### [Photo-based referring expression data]
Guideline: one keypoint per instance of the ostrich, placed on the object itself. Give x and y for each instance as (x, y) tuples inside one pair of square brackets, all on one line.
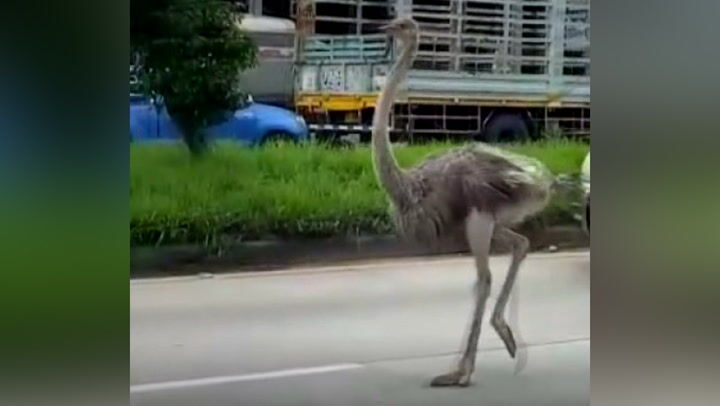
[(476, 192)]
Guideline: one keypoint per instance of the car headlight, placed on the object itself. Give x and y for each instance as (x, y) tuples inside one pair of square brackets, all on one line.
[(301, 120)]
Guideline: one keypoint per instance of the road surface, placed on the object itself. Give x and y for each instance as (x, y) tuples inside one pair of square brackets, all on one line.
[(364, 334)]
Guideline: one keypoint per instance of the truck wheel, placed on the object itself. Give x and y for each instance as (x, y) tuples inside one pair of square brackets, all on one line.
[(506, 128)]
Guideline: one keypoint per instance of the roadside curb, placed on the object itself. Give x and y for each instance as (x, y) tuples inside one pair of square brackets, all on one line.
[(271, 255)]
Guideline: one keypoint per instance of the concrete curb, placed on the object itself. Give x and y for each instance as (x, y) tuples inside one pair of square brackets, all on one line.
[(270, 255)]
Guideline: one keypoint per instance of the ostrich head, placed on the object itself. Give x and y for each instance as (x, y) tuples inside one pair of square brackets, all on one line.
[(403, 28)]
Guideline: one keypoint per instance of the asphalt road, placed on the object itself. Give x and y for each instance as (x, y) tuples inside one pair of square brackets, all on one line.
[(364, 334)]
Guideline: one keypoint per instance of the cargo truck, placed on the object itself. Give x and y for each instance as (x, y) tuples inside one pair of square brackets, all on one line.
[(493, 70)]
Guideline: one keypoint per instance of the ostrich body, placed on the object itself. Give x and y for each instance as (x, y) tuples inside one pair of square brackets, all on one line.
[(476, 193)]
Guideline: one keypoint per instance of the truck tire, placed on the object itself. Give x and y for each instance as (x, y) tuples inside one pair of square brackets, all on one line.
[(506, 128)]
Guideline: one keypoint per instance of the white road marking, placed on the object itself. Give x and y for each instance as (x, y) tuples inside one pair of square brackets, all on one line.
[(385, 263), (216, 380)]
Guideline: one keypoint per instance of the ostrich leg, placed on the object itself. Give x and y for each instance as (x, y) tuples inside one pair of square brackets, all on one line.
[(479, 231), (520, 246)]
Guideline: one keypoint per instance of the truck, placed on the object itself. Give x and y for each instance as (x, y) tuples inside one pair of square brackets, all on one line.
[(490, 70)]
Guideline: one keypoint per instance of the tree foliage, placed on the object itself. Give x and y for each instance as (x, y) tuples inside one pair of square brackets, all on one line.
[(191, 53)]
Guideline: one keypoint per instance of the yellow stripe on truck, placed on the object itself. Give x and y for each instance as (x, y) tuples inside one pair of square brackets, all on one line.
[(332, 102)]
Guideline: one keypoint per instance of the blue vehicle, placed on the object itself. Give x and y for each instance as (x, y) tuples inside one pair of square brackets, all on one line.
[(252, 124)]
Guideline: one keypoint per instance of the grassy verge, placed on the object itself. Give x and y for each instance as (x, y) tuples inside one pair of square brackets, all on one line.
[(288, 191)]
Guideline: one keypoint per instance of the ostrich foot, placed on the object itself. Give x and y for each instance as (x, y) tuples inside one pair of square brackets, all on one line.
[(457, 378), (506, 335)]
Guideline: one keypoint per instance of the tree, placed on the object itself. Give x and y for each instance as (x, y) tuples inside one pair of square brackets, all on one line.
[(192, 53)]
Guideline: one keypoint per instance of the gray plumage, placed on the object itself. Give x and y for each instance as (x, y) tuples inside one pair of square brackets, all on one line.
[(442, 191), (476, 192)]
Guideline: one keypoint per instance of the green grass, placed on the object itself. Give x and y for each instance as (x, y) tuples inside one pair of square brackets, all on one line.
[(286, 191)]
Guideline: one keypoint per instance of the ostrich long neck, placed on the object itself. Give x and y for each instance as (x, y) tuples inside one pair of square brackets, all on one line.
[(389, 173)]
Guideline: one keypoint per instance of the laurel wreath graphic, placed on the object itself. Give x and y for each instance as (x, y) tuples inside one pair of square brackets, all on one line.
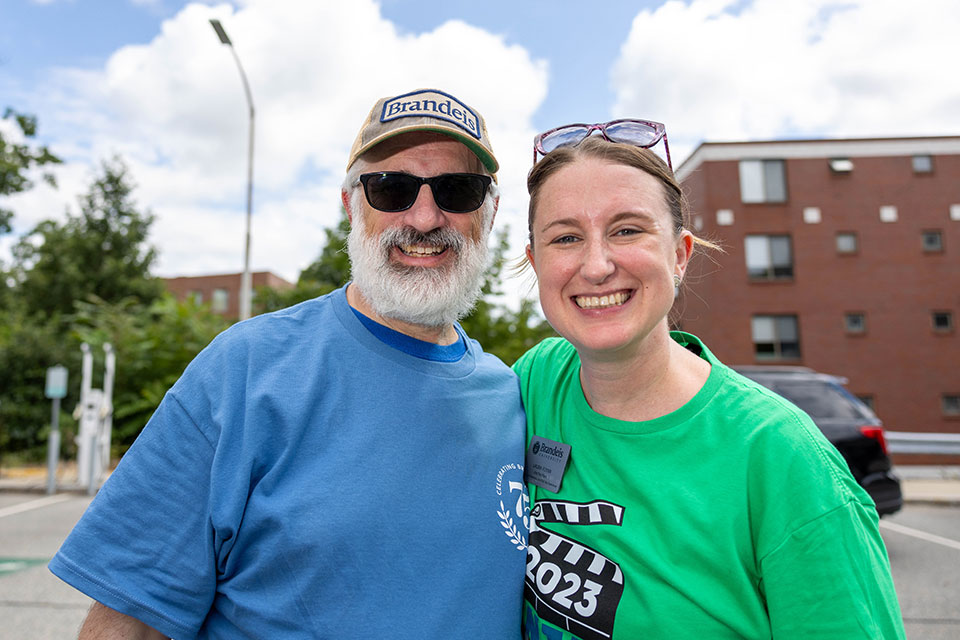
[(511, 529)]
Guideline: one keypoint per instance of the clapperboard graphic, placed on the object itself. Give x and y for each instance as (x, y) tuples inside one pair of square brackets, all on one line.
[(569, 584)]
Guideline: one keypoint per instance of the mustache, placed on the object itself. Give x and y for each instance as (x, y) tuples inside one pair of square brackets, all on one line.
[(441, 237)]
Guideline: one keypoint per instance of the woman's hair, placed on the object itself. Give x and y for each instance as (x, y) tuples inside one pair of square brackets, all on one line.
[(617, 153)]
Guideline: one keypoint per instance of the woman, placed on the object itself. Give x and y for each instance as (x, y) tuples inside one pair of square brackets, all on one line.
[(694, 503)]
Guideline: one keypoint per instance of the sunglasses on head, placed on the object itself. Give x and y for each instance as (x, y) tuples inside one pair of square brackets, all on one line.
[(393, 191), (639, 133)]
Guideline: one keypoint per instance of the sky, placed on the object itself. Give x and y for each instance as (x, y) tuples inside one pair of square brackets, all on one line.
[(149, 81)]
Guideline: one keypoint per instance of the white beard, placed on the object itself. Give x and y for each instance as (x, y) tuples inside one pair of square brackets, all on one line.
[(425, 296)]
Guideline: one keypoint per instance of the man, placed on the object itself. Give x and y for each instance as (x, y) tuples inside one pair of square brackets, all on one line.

### [Your goal]
Please repeat every record exactly, leaving the pictures out.

### [Response for this exercise]
Guideline: one keypoint per instance of the ostrich, placed on the object itself. Give x and y for each instance as (x, y) tuples inside one pair of square brackets, all on one line.
[(476, 192)]
Guideline: one keypoint per instance of the car headlight, placed on the object itself. Give x and y for each instance as (x, y) tuples inside one pair of square brackets, all on one line.
[(301, 120)]
Guideline: one keypoint per instance of the road surface, placed on the object itself. Give x and y for each instance as (x, y) tuples inside one pair of square brackets, all on one line.
[(364, 334)]
Guideline: one keypoint per instance of the truck wheel, placed on the object itself. Give x and y for each instance as (x, y) tuples inside one pair of square brackets, all on one line.
[(506, 128)]
Guideline: one keypoint per instance of the roadside curb, placed on the object itself. Give x and y for each instance as (x, y) tuples inside one pair of square brackets, all on one line.
[(271, 255)]
Guideline: one keypoint per instance of the concrete curb, placed on the object itself. Give x and y for each instance as (x, y) tuples inside one pair of square brackets, all on one line.
[(270, 255)]
Guideline: one keypoint per instance of the ostrich head, placed on the object itself. Give x and y for each instance as (x, y) tuples inside one pair of square brackets, all on one line.
[(403, 28)]
Guideline: one keypoint per instance of the asphalt road, placed on the object itself. Give x and y for each instance as (x, y) tuples inside one pair of square brackets, all on one line.
[(364, 334)]
Guideline: one keypoint per instance of the cargo truck, placed on the object itself. Give x and y for each instance as (x, y) tuples inside one pair of square brackets, all on one line.
[(493, 70)]
Guideline: one keypoint per instance of the ostrich body, placed on the object itself. Give x and y for each instance as (x, y) tuples inside one pair of square brackets, all on one line.
[(476, 193)]
Guideline: one keypoint per instance of the truck tire, placed on the object itself. Give x and y for each instance as (x, y) tuples inside one pair of square brackets, all on one line.
[(506, 128)]
Guideline: one keypoint per instance of the white road marking, placed on the object itself. Give x and y for each instance as (x, y) tuples inside one pair of square brackets, all on one line.
[(385, 263), (216, 380)]
Guideline: one keypoint per instance of the ostrich leg, placed on the object itself. Give x and y for each instance as (x, y) tuples inside one pair of square brackets, all on one line.
[(479, 231), (520, 246)]
Guideline: one keypoint per instance of the truck, placed on the object itself. Give x and y for each instance as (x, y) tuples inside one pair of square brackets, all on one line.
[(490, 70)]
Guideline: one keypoint per instance of the tree foliage, placed on the object itself. Give x and y for each instance as (x, y) tuples inside one pair of square brackets, all on one line.
[(191, 53)]
Guideline: one keypoint per instance of the yellow stripe on truck, placed on the object itself. Give x and y for each instance as (x, y) tuples inside one pair of square brackets, all on one line.
[(332, 102)]
Guideline: one keypoint per instance of the blue vehicle, placed on the object itself. Give x and y for each instance as (x, y) tuples inside one pair of square brackets, all on one line.
[(252, 124)]
Guideline: one keypoint per instance of the grassy verge, placed on the object itself. Give x and y for each instance as (x, y) tuples inside one pair of square brackets, all on one line.
[(288, 191)]
Guideline: one keypoint per instance of the ostrich foot, placed on the object itself. Give x and y for each instance as (x, y) tuples inside one pair of square brackets, all on one line.
[(457, 378), (506, 335)]
Guideline: one keypoint per instance of the tree, placed on the object itself. Give x and y for each instance as (x, y) tuples inside one pair of square brackets, all on one line.
[(192, 53)]
Guideline: one keypoint per instance of the gray plumage, placed on the object itself. Give x and y for each instance as (x, y) tuples inside one pair of square brackets, all on one line.
[(442, 191), (476, 192)]
Guideline: one keypoint per instance of the green grass, placed on the object itself. Give x and y for each instance as (x, y) tuples inside one pair of square brackets, all on one line.
[(286, 191)]
Guideline: one keypoint per instance of the ostrich long neck, placed on the object itself. Give x and y for each instance as (x, y) tuples inside one pair of square brackets, all on one line.
[(389, 173)]
Guideline: one keypoint per instance of the laurel wreath graphic, placed on the object itself. Give x and y for each instance as (x, y) tuples inside one pair of square brackets, all on one line.
[(511, 529)]
Guideline: one keypoint per instance of the clapperboard graphic, placed on the object itself. Give x and y for each instance as (x, y) tuples inside one pair of square brackets, all on one line.
[(569, 584)]
Guideline: one keypoint per instance of the mustache, placed on the object itself. Give x and y for each instance as (x, y) tuples inside one pair of square brackets, all on one line.
[(441, 237)]
Guideline: one keypoint per instance of the woman's hair, placed on the object itself. Give x and y for each instance as (x, y) tuples inside one pair of square brackets, all on one line.
[(617, 153)]
Guideline: one keypoint per instance of the woman, placed on the object itself. Give x and y for each instance as (x, y) tuples inside one pair of square brackets, all on one line.
[(694, 503)]
Guideline: one keypoint per instance of the sunglasses on head, placed on the object itself. Give x and y for each instance as (x, y) tuples inside one pair of square brackets, all on one line.
[(393, 191), (639, 133)]
Guideline: one keypoint per instance of the sky, placed on the object itself. Give x and y for each instance as (x, y) tuples inside one pair of square brackets, all on one line.
[(149, 81)]
Guideline: one keypoint per instance of the white beard, placed on the object itself. Give x and y for each instance as (x, y) tuples inside one pair of square brackets, all on one line.
[(425, 296)]
Guideline: one keypoint per instance of the man, placed on the object itself. Give x and y for each instance as (x, y) tuples inside one pair of square brackets, all on one line.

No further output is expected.